Point-per-instance localization data

···

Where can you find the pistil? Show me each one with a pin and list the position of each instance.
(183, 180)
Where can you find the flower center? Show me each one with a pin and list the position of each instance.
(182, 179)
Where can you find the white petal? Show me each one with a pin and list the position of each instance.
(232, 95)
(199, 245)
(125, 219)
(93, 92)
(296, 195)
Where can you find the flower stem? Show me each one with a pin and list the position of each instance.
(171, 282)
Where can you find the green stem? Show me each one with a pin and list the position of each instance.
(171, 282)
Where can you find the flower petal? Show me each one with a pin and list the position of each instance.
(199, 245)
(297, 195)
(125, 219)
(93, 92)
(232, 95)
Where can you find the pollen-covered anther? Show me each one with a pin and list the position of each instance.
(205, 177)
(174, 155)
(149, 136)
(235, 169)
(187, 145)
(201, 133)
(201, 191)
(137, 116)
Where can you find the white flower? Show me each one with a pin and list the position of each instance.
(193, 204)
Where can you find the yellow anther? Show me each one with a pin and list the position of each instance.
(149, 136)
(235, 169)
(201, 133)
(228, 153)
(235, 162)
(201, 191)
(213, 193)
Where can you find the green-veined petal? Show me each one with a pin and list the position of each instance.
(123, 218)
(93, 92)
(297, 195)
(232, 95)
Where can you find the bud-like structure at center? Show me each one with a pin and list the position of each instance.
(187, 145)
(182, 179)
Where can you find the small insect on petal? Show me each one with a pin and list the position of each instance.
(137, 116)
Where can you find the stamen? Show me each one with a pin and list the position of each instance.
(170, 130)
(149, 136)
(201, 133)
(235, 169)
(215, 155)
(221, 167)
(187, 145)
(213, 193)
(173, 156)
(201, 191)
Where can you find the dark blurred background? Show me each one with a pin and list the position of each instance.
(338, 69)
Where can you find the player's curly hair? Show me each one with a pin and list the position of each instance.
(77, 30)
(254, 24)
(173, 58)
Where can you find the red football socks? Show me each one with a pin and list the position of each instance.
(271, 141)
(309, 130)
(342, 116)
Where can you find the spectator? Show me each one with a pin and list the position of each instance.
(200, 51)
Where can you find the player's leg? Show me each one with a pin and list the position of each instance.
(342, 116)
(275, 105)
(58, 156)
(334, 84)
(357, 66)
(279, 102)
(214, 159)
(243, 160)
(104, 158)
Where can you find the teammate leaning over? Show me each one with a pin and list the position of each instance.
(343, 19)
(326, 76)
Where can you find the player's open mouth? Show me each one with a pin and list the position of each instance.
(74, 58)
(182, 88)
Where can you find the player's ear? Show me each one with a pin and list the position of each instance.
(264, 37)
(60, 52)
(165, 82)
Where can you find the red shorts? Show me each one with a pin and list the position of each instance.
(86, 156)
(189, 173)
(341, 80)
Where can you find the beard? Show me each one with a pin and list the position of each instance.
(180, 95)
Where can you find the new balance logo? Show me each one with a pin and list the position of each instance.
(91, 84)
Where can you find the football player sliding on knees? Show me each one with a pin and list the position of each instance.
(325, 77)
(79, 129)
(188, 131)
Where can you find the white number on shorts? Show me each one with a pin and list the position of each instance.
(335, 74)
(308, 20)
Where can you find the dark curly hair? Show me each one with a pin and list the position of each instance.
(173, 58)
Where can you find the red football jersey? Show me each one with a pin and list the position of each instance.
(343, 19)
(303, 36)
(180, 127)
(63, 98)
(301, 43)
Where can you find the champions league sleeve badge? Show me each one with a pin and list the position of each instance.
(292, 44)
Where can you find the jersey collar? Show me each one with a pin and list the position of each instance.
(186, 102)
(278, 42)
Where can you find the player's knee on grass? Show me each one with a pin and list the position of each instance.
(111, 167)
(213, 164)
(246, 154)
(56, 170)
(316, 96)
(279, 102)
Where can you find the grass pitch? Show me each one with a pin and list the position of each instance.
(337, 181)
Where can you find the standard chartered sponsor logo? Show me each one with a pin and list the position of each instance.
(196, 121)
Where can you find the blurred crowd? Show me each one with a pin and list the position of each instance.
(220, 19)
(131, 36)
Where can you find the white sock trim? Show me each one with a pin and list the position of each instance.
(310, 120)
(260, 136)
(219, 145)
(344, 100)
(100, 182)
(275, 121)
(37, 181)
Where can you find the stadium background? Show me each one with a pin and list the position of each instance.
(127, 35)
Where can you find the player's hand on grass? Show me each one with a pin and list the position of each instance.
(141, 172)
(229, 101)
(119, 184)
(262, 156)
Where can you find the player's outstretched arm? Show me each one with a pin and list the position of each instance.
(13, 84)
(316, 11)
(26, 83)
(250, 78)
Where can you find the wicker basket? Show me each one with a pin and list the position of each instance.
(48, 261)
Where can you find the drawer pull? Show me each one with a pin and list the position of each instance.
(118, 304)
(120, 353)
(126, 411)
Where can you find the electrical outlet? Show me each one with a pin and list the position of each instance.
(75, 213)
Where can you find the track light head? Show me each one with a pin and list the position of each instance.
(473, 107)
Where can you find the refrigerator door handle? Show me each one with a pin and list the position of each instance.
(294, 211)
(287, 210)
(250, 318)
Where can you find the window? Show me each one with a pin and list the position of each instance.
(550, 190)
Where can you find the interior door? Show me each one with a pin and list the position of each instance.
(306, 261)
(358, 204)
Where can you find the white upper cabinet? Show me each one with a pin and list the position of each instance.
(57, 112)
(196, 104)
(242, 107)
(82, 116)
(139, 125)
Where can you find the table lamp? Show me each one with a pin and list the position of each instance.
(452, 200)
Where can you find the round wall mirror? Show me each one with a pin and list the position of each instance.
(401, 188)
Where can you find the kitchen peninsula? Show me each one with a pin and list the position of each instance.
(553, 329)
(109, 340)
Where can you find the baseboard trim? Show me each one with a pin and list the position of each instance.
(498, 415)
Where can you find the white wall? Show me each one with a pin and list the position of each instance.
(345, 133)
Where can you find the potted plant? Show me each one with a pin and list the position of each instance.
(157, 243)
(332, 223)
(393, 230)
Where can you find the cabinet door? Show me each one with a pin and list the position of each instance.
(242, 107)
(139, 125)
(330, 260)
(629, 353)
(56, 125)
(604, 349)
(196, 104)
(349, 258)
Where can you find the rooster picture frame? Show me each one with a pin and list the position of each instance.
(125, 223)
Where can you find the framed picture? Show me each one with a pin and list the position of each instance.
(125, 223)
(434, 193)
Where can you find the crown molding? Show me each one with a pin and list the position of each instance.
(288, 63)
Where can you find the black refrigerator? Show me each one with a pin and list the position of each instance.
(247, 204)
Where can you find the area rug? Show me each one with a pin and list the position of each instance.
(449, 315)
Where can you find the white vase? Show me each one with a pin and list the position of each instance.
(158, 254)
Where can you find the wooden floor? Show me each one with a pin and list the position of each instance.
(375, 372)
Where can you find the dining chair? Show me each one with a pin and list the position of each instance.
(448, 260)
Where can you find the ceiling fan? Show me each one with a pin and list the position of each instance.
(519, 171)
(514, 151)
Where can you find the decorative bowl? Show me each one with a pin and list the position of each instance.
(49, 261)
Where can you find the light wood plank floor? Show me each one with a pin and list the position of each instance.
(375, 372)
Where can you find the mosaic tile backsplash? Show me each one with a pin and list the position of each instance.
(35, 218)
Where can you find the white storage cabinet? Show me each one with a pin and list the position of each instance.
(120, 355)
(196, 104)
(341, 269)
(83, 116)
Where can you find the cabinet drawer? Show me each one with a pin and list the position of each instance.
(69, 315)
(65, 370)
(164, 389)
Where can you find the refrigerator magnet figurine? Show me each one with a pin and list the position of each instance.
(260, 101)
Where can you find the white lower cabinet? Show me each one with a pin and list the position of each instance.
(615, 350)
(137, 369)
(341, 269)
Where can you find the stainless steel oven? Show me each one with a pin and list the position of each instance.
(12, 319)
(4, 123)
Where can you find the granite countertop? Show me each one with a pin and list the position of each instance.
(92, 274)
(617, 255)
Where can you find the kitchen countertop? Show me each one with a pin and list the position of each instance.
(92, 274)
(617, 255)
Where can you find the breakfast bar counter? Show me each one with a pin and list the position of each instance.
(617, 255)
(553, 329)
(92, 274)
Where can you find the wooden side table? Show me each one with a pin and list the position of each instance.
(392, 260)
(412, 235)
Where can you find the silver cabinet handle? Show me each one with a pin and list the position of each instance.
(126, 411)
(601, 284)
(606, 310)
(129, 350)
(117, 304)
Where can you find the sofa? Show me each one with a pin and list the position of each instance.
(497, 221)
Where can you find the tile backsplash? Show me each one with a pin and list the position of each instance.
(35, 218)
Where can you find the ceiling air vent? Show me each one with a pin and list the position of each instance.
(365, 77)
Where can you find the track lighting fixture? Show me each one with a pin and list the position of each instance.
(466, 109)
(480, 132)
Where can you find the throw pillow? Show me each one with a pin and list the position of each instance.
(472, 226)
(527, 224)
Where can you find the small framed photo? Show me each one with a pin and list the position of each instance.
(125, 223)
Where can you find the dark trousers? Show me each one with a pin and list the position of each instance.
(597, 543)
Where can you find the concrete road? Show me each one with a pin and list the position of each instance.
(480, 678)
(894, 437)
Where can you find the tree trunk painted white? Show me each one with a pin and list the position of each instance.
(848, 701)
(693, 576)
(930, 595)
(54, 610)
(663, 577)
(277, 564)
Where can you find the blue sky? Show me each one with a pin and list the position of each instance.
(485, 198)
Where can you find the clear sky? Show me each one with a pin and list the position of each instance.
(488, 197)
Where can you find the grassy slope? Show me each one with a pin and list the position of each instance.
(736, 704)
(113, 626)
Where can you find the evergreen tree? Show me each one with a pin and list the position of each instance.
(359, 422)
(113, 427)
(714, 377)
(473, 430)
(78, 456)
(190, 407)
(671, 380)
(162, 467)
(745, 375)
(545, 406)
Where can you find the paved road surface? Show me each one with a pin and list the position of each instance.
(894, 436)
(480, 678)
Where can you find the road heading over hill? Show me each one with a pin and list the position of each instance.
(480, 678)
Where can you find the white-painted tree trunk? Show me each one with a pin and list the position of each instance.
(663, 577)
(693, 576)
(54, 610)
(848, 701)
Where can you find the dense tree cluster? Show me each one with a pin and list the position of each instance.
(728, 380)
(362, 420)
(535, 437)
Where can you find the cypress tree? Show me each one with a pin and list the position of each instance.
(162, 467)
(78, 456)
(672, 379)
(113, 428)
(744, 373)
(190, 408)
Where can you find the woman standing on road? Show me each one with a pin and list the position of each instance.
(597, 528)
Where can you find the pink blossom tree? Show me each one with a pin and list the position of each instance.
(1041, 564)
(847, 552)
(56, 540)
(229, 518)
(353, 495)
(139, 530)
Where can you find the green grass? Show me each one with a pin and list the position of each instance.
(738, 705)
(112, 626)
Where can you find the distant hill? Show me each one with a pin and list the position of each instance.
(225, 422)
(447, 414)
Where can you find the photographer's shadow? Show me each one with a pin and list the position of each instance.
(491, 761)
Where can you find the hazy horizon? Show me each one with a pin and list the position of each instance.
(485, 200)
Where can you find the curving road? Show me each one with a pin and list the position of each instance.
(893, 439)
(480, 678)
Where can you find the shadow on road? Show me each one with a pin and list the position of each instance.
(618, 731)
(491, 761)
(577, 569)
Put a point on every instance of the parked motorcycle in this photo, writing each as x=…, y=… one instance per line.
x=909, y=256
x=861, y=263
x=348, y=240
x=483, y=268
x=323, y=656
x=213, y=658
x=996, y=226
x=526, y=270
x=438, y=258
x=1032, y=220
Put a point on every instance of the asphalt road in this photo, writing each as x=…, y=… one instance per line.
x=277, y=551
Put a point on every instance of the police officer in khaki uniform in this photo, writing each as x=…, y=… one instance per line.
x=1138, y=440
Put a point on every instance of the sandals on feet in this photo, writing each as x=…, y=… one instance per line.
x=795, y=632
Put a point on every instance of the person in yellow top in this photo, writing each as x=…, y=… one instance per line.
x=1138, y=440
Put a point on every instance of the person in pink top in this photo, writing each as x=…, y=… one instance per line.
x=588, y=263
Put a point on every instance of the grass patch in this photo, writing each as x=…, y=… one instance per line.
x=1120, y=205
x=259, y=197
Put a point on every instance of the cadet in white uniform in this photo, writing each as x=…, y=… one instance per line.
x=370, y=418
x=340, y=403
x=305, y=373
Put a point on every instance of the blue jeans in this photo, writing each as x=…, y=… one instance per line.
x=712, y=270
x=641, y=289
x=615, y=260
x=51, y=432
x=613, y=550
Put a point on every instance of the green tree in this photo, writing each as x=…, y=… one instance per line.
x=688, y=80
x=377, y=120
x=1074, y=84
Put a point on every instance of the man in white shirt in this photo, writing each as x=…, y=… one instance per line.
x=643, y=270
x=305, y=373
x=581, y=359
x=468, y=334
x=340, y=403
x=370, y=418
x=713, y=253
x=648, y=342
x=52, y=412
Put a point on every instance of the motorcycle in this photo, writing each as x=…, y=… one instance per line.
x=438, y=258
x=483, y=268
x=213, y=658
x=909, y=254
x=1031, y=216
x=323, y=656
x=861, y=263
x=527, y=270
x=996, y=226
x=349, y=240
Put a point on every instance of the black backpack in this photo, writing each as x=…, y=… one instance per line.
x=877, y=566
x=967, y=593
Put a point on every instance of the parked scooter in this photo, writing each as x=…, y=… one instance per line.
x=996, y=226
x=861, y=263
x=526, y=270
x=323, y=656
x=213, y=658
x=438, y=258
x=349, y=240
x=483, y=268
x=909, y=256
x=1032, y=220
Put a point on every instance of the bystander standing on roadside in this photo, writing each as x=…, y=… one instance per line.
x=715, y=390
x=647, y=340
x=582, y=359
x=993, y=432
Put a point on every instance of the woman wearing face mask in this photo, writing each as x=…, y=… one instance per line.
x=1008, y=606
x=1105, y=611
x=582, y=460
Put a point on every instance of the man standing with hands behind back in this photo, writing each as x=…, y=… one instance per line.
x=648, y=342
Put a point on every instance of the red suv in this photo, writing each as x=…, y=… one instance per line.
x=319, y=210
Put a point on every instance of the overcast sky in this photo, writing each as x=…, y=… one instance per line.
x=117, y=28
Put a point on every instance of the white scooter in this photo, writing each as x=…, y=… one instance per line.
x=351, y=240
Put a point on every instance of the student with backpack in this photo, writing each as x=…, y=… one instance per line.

···

Take the line holding "Put a point on every instance of the bystander" and all lines after it through the end of the data, and set them down exactly.

Put a point on every instance of the bystander standing on roadside in this photo, writing each as x=…, y=… one instance per line.
x=715, y=390
x=647, y=340
x=582, y=359
x=993, y=432
Put a point on every instance of the woman wearing face mask in this photo, writing each as x=…, y=… one instance per line.
x=1008, y=606
x=1105, y=611
x=582, y=460
Put a point on every instance of the man standing with hands behind back in this photo, writing each as x=…, y=… one instance per line.
x=648, y=342
Put a point on every instance of the red suv in this photo, writing each as x=…, y=… one instance per line.
x=319, y=210
Put a point on every instance of the overcast sky in this photo, writing each as x=…, y=… one instance per line.
x=117, y=28
Put a point on every instance of the white scooter in this photo, writing each as x=…, y=… one instance per line.
x=351, y=240
Put a point on every instance of the student with backpack in this photo, writing each as x=…, y=… one instance per line.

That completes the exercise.